TEXTO EXTRAÍDO:
*****
Postfacio de Dmitri Nabokov

SOBRE UN LIBRO TITULADO "EL HECHICERO"

Elegí el título de estas breves notas, que quizá puedan interesar al lector y a lo mejor contestar unas cuantas preguntas, pensando, medio en broma, que ese leve eco del postfacio que mi padre añadió a Lolitapodría divertir a su sombra, dondequiera que esté.

Tanto en la traducción como en el comentario he intentado con todas mis fuerzas seguir las reglas de Nabokov: precisión, fidelidad artística, nada de paja, nada de atribuciones falsas. Cualquier conjetura que fuese más allá de lo que me he atrevido a hacer supondría una violación de esas reglas.
*****
[Extractos de un conjunto de datos]
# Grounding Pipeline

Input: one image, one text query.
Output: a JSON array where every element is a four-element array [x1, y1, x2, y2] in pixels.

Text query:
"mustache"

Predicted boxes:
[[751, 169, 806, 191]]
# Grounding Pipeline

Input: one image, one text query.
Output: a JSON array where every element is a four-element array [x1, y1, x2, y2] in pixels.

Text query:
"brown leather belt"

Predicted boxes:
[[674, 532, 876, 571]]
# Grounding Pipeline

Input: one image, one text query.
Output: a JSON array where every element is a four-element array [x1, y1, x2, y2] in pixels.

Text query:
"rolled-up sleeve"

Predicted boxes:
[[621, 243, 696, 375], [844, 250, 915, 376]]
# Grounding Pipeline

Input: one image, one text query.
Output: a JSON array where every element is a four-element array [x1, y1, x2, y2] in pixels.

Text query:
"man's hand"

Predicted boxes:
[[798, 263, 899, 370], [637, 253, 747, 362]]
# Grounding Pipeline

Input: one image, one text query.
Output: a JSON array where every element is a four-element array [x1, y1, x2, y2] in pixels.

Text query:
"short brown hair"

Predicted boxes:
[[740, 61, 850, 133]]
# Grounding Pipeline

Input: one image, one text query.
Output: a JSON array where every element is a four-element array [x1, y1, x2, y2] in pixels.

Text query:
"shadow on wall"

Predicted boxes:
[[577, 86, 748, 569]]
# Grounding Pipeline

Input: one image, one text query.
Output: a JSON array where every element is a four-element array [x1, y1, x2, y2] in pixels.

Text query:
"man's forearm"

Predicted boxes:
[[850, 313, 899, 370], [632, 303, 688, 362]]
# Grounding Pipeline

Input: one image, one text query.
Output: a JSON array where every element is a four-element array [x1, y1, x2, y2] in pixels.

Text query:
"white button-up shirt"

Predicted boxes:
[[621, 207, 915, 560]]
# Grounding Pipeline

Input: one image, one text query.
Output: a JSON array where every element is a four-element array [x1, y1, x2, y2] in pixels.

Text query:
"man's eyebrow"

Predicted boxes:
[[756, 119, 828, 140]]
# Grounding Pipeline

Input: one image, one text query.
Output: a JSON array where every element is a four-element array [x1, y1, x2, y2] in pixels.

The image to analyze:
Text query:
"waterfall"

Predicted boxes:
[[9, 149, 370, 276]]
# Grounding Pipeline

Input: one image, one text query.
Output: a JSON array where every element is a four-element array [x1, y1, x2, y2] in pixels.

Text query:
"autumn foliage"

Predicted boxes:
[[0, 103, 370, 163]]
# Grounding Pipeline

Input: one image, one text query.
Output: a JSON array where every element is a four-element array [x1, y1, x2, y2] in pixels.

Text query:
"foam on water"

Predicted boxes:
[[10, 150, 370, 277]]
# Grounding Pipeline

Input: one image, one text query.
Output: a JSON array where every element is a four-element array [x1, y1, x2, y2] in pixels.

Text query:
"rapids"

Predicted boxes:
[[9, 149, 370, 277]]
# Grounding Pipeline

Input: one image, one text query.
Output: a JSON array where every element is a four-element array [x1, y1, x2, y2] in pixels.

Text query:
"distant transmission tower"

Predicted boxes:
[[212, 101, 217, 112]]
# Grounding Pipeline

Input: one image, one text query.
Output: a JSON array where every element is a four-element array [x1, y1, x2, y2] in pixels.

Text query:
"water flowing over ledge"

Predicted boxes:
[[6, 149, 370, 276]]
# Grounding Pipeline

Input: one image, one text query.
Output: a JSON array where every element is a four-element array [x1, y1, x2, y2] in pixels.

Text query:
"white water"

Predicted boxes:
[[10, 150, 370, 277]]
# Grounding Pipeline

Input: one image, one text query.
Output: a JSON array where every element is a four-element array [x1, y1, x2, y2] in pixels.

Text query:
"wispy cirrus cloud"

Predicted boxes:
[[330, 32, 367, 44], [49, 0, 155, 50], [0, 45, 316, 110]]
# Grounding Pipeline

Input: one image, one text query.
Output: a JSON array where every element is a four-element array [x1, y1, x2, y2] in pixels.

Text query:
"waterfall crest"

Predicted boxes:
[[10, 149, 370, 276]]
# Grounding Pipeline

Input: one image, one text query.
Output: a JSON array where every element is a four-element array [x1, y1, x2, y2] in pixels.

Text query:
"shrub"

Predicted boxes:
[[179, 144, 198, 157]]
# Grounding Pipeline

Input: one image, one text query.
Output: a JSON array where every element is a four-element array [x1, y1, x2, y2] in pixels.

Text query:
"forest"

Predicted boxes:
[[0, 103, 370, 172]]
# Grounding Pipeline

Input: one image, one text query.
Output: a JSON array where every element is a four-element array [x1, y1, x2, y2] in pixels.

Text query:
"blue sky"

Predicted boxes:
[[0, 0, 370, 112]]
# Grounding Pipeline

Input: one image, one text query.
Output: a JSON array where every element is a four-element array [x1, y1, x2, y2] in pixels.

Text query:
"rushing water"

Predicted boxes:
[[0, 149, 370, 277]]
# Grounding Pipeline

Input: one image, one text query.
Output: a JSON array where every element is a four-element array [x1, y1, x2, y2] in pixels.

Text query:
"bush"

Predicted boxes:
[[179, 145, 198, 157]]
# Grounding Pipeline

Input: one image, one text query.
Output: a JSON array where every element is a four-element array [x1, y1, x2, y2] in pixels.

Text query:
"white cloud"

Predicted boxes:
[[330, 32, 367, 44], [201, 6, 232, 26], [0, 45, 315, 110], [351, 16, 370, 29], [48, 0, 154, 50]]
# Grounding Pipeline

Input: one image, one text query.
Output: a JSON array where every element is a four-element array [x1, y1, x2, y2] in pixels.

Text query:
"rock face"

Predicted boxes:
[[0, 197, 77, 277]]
*****
TRABAJO REQUERIDO:
a: Indica si cada afirmación concuerda con el postfacio sobre "El hechicero", respondiendo sí o no y citando literalmente las palabras que lo deciden: (i) el título de las notas se eligió medio en broma; (ii) en la traducción se admitieron atribuciones falsas cuando hizo falta; (iii) las notas se describen como extensas.
b: Por favor, reproduce del postfacio sobre "El hechicero" el fragmento comprendido entre "Tanto en la" y "de esas reglas.", ambos incluidos.
c: Retoma el postfacio sobre "El hechicero" a partir de su última oración y continúa su redacción.

RESPUESTAS EN ORDEN:
a:
(i) Sí: "pensando, medio en broma, que ese leve eco del postfacio que mi padre añadió"
(ii) No: "nada de atribuciones falsas"
(iii) No: "estas breves notas"

b:
Tanto en la traducción como en el comentario he intentado con todas mis fuerzas seguir las reglas de Nabokov: precisión, fidelidad artística, nada de paja, nada de atribuciones falsas. Cualquier conjetura que fuese más allá de lo que me he atrevido a hacer supondría una violación de esas reglas.

c:
La propia traducción refleja mi propósito de ser fiel a VN tanto en sentido general como en el específico y el textual. Mis muchos años de traductor para y con mi padre sirvieron para infundirme estos requisitos que tan sagrados eran para él. Los únicos casos en los que él consideraba tolerable desviarse de esas normas eran los de las expresiones intraducibies y los de las revisiones del texto realizadas por el propio autor en la versión traducida. Es posible que VN, de haber estado vivo, hubiese ejercido su licencia de autor para cambiar algunos detalles de El hechicero;creo, sin embargo, que hubiera preferido dejar intacto este modelo de concisión y de significación en múltiples niveles. Los raros casos en los que me he tomado la libertad de introducir reajustes de poca importancia ocurren solamente allí donde el estilo del original —como en los juegos telescópicos de palabras sobre Caperucita roja (pág. 65; pág. 95) o en las imágenes aceleradas del final— hubiera hecho que una traducción completamente literal careciese de sentido en inglés. En otros lugares, de vez en cuando, el inglés puede parecer sencillamente poco ortodoxo. Pero así era también, en tales casos, el ruso.